• [Written exercise 1] Render this sentence from the forum thread on hunting calibers into Spanish: "Savage makes that over under shotgun rifle that might be an ideal choice for you."
• [Written exercise 2] Extend the forum thread on hunting calibers with further posts, picking up after its final sentence.

# best caliber for the southeast??



## autumnrider (Feb 2, 2010)

I would like to get ideas on which caliber would you prefer for different types of terrain. 
 We have open timber, crop field, hay fields, newly cut clear cuts to super nasty thick stuff. Shots on average will probably be 250 yards and closer. We use the shot gun alot, but sometimes the coyotes will not come in and we wish we had our rifles.

What would you recomend for the all around caliber??


----------



## youngdon (Mar 10, 2010)

Savage makes that over under shotgun rifle that might be an ideal choice for you. Swampbuck10pt has a few of them and some others here do also. They would be a good contact for you.


----------



## ebbs (Feb 7, 2010)

Ooooooh, cool suggestion. Just looked at one of those last Friday wen I was trying to hunt down my Edge. I think it's called the 24F or something like that. 223 over 12 gauge seems like it could be ideal!

• [Dataset extract]
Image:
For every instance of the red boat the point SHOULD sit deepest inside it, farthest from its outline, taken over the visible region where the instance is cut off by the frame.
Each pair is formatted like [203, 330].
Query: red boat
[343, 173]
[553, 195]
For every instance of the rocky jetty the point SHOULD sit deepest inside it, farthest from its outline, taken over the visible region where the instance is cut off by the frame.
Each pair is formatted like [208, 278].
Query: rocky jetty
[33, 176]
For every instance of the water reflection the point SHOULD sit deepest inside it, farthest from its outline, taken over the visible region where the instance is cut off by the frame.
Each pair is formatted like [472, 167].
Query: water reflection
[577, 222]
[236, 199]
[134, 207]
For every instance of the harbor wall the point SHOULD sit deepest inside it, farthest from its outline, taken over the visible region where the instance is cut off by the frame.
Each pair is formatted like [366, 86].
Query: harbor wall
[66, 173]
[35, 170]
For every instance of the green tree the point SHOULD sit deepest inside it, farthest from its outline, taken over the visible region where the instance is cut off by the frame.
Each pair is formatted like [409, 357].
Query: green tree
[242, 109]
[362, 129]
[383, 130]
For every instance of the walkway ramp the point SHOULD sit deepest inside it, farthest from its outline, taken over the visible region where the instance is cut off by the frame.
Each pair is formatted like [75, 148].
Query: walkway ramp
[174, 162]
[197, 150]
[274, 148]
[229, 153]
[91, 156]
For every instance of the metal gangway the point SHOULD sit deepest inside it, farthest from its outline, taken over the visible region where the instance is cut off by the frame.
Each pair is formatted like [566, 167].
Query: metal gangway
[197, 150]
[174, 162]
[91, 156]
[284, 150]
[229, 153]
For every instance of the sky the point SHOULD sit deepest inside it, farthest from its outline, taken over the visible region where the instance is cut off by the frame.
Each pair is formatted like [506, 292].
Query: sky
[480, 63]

• [Task result 1] Savage fabrica esa escopeta-rifle de cañones superpuestos que podría ser una opción ideal para usted.

• [Task result 2]
----------



## poe (Feb 10, 2010)

if your shots are going to be 300 and under the .223 would be pretty sweet. If you want to save hides I would look into a .17 remington however one major bonus for the .223 is they are supper cheap to shoot.


----------



## youngdon (Mar 10, 2010)

ebbs said:


> Ooooooh, cool suggestion. Just looked at one of those last Friday wen I was trying to hunt down my Edge. I think it's called the 24F or something like that. 223 over 12 gauge seems like it could be ideal!


I think you're right ebbs.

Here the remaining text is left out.